§ REQUIRED TASKS
[1] According to the gift-list excerpt below, what is the contributors' overall theme?
[2] Summarize the gift-list excerpt below in two sentences.

§ SOURCE TEXT

But, let’s suspend belief for a moment...Pour a cup of hot chocolate, turn the volume down on your computer (there’s one video that’s not completely safe for work) and let’s open these gifts. 

Note: It’s been said that a gift says more about the giver, and there is definitely some of that in these. Suffice it to say that marketers’ self-improvement is the contributors' overall theme. You’re going to have to get your sugarplums from some other group.

New, Improved Clients

From Tom Brakke (@researchpuzzler), CFA, consultant, writer and investment advisor who frequently comments on asset management marketing on his The Research Puzzle blog. Tom’s Letters to a Young Analyst, which I blogged about in March, would also make a fine gift for an investment marketing team.

"I'd like to give investment marketers a new group of clients [financial advisors] that will make their lives harder, but more rewarding, during 2015.

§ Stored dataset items
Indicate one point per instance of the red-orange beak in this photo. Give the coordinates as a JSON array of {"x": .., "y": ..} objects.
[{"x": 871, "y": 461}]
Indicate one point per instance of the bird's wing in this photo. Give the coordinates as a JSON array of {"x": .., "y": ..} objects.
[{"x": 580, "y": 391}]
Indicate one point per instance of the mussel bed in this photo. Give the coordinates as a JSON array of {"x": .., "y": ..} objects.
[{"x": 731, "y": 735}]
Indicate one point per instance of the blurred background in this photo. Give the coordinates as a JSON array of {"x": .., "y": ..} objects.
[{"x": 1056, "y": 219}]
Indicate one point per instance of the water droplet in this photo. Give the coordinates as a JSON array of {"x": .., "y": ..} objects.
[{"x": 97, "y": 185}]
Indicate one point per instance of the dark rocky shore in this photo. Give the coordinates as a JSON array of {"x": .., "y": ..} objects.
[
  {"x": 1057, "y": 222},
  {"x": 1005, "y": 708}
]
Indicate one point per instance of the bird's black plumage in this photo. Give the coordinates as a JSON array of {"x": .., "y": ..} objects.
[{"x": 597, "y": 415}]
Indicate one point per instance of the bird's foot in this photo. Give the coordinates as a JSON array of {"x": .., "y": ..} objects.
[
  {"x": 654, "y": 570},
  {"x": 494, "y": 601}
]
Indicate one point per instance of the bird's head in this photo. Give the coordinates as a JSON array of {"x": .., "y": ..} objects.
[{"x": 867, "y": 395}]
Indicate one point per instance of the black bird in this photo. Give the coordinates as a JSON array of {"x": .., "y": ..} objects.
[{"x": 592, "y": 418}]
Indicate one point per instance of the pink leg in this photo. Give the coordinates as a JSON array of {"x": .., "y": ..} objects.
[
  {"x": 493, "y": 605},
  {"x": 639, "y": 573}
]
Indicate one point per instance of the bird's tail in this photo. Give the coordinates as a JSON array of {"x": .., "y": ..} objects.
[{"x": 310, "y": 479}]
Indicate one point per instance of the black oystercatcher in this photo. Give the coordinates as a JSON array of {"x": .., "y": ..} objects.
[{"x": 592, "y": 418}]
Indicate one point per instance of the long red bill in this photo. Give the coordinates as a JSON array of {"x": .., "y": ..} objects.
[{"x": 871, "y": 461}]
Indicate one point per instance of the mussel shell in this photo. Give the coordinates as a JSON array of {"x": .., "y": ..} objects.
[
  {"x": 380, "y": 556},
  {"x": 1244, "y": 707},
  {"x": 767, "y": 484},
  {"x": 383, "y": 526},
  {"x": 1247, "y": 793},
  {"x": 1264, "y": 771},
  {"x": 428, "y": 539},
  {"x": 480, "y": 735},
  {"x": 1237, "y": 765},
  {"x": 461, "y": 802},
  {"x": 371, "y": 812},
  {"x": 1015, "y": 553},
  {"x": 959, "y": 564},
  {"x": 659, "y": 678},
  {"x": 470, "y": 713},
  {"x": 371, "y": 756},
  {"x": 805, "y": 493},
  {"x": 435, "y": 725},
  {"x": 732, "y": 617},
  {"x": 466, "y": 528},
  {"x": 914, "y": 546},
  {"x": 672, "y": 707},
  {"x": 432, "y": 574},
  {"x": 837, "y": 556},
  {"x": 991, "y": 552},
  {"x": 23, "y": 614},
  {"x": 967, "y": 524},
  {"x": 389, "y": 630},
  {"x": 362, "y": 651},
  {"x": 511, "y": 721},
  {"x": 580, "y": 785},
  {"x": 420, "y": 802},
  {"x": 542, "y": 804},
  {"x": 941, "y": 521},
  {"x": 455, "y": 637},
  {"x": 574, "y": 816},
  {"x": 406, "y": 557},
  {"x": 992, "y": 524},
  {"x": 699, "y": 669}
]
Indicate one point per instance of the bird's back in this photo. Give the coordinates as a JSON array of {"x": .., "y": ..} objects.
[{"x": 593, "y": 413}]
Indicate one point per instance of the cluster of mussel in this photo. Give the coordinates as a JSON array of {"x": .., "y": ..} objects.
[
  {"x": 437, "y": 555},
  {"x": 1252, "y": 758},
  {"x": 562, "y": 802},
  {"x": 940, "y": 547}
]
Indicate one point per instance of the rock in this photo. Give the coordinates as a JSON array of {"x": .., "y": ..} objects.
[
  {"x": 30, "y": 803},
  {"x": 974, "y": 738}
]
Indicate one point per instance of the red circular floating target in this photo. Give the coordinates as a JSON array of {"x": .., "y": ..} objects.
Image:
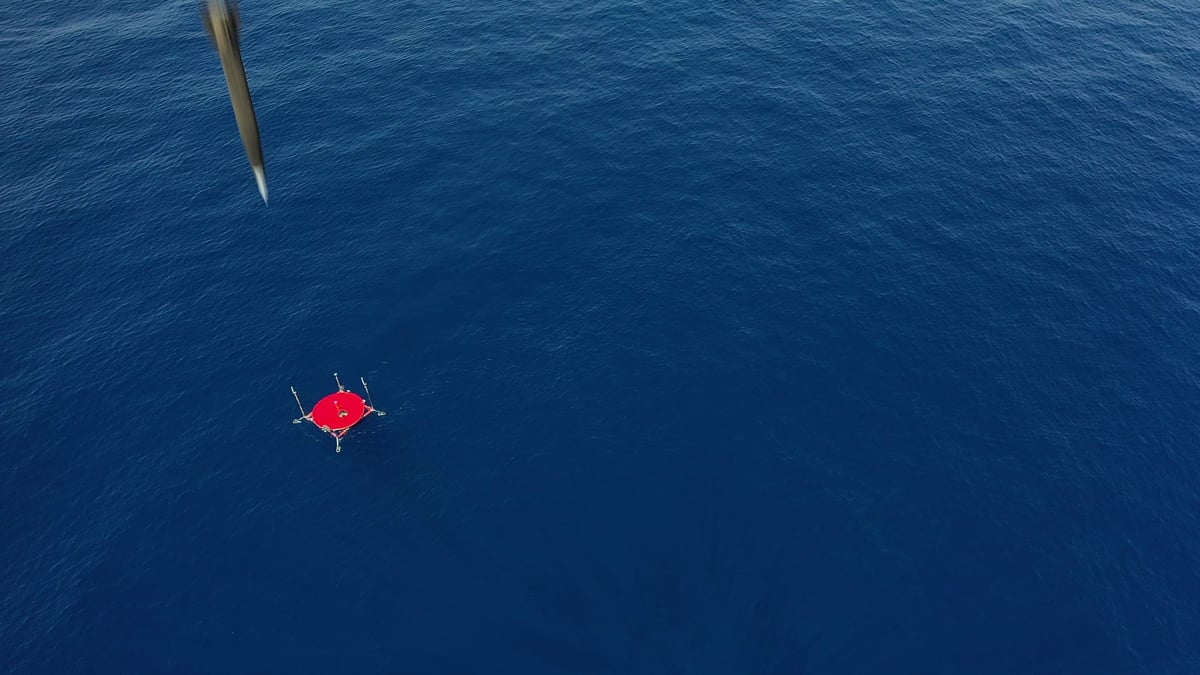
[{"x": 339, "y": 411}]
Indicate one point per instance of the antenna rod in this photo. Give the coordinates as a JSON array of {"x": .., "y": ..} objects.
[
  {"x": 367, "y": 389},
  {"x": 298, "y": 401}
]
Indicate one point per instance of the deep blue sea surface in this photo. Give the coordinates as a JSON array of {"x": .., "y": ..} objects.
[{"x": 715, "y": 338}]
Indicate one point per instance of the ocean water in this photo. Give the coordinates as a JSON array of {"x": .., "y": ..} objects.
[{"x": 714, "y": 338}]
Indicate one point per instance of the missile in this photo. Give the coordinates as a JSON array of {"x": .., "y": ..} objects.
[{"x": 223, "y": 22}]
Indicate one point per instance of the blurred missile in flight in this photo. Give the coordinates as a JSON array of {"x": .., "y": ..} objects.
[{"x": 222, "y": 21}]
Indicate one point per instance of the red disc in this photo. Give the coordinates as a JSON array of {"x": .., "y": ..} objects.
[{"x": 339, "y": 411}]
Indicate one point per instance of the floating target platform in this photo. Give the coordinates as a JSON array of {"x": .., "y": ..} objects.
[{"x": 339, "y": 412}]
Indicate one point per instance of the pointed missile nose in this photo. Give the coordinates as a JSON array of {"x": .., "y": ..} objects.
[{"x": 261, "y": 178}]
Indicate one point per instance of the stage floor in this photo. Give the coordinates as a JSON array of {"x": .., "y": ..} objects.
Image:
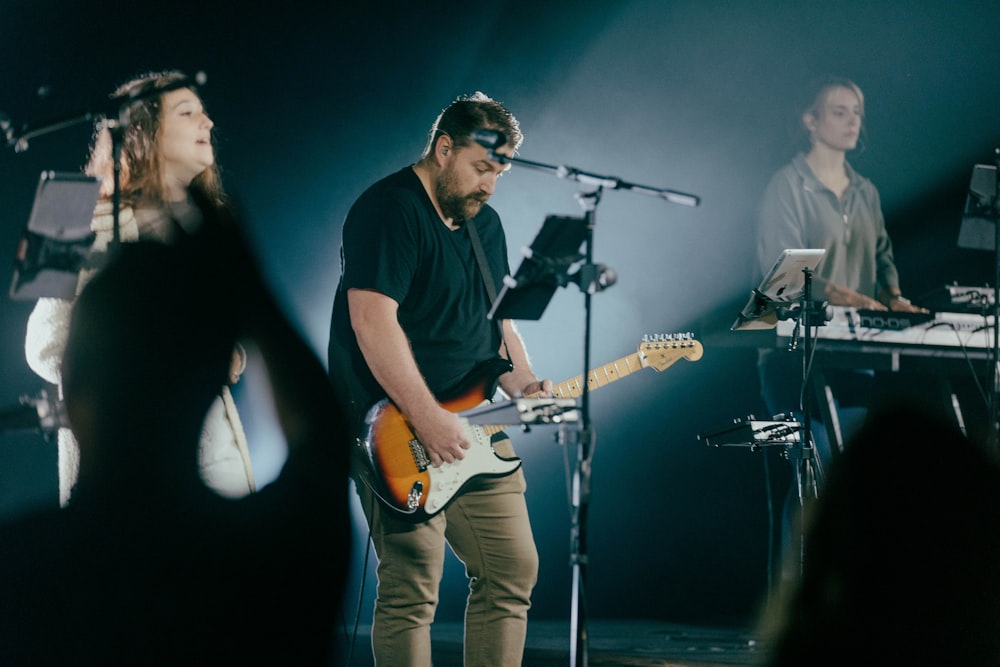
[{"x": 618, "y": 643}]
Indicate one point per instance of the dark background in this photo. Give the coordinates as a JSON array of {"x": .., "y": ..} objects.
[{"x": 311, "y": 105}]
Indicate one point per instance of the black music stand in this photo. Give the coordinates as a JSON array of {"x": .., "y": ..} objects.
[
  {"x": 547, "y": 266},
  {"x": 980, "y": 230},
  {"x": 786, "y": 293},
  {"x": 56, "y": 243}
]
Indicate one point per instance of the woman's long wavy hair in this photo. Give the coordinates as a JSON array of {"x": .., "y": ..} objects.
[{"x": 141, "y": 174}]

§ LIST OF SOLUTIONS
[1] Marketers' self-improvement.

[2] The excerpt presents a set of gifts for investment marketers and states that the contributors' overall theme is marketers' self-improvement. The first gift comes from Tom Brakke, a CFA, consultant, writer and investment advisor: a new group of clients, financial advisors, who will make marketers' lives harder but more rewarding during 2015.